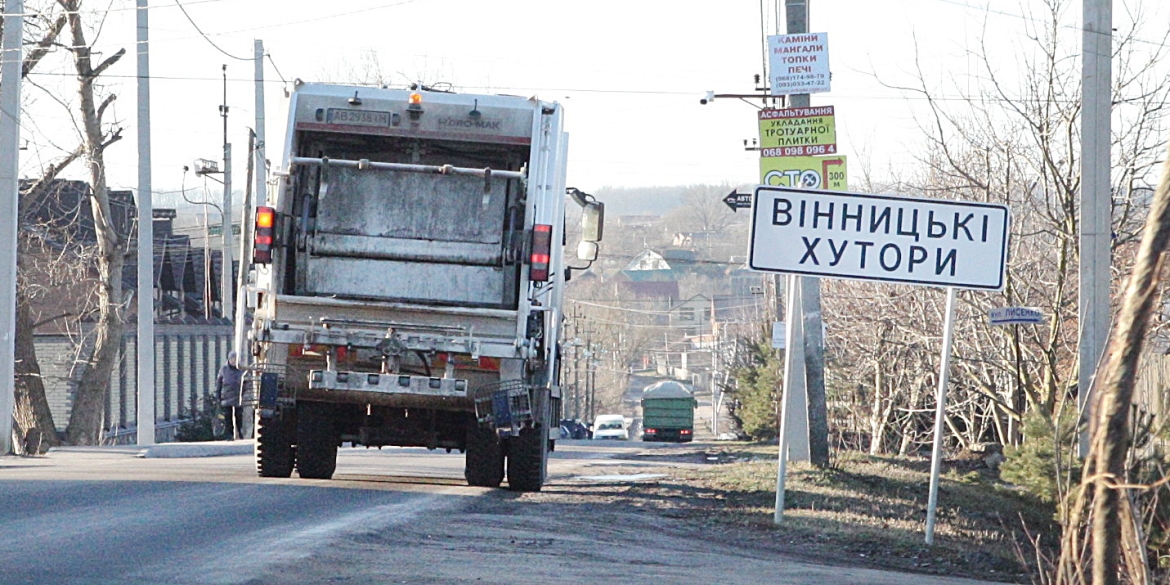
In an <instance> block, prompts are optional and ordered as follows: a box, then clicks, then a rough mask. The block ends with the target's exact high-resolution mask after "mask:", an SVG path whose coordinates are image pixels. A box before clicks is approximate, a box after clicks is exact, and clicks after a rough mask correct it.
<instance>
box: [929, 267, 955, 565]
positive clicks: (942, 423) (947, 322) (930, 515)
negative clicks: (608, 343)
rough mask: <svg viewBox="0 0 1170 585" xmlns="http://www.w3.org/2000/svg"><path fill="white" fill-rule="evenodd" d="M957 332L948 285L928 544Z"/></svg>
mask: <svg viewBox="0 0 1170 585" xmlns="http://www.w3.org/2000/svg"><path fill="white" fill-rule="evenodd" d="M954 333H955V287H947V317H945V321H943V358H942V364H940V366H938V392H937V397H936V399H935V402H936V405H935V442H934V446H932V448H931V449H930V495H929V497H927V544H934V543H935V510H936V509H937V508H938V472H940V467H942V461H943V428H944V422H945V420H947V384H949V383H950V346H951V339H952V338H954Z"/></svg>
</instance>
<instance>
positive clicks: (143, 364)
mask: <svg viewBox="0 0 1170 585" xmlns="http://www.w3.org/2000/svg"><path fill="white" fill-rule="evenodd" d="M137 13H138V118H137V119H138V340H137V343H136V344H135V345H136V346H137V356H138V412H137V421H138V424H137V426H138V445H154V420H156V413H154V202H153V193H152V188H153V187H152V186H151V160H150V27H149V25H150V21H149V16H150V11H149V9H147V6H146V0H138V9H137Z"/></svg>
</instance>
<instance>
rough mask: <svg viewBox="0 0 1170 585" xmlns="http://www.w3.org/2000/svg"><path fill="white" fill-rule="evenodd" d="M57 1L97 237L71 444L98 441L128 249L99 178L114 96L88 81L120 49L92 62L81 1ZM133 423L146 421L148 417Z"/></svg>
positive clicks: (78, 443) (97, 75) (115, 355)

====================

Task requirements :: Reproduce all of the lines above with every "rough mask" changed to "coarse mask" and nothing else altered, leaving out the pictures.

Solved problem ::
In an <instance> block, prompts are optional and ordered as follows: a box, then clicks, then a coarse mask. The block ends with the target's exact high-resolution mask after "mask:", an SVG path whose coordinates are image pixels. A box before clicks is approximate, a box after clicks is exact, and clicks after a coarse mask correct it.
<instance>
box: [929, 267, 955, 565]
positive clicks: (942, 423) (947, 322) (930, 515)
negative clicks: (608, 343)
coarse mask: <svg viewBox="0 0 1170 585" xmlns="http://www.w3.org/2000/svg"><path fill="white" fill-rule="evenodd" d="M957 332L948 285L928 544Z"/></svg>
mask: <svg viewBox="0 0 1170 585" xmlns="http://www.w3.org/2000/svg"><path fill="white" fill-rule="evenodd" d="M954 333H955V287H947V317H945V321H943V358H942V364H940V366H938V392H937V397H936V399H935V402H936V405H935V442H934V446H932V448H931V449H930V495H929V497H927V544H934V543H935V510H936V509H937V508H938V472H940V467H942V461H943V428H944V422H945V420H947V384H949V383H950V346H951V339H952V338H954Z"/></svg>
</instance>
<instance>
positive clicks: (143, 364)
mask: <svg viewBox="0 0 1170 585" xmlns="http://www.w3.org/2000/svg"><path fill="white" fill-rule="evenodd" d="M137 13H138V118H137V119H138V340H137V343H136V344H135V345H136V346H137V356H138V412H137V421H138V424H137V426H138V445H154V420H156V413H154V202H153V193H152V188H153V187H152V186H151V160H150V27H149V25H150V21H149V16H150V11H149V9H147V6H146V0H138V9H137Z"/></svg>
</instance>
<instance>
coarse mask: <svg viewBox="0 0 1170 585" xmlns="http://www.w3.org/2000/svg"><path fill="white" fill-rule="evenodd" d="M57 1L97 237L71 444L98 441L128 249L99 178L114 96L88 81L120 49L92 62L81 1ZM133 423L146 421L148 417Z"/></svg>
positive clicks: (78, 443) (97, 75) (115, 355)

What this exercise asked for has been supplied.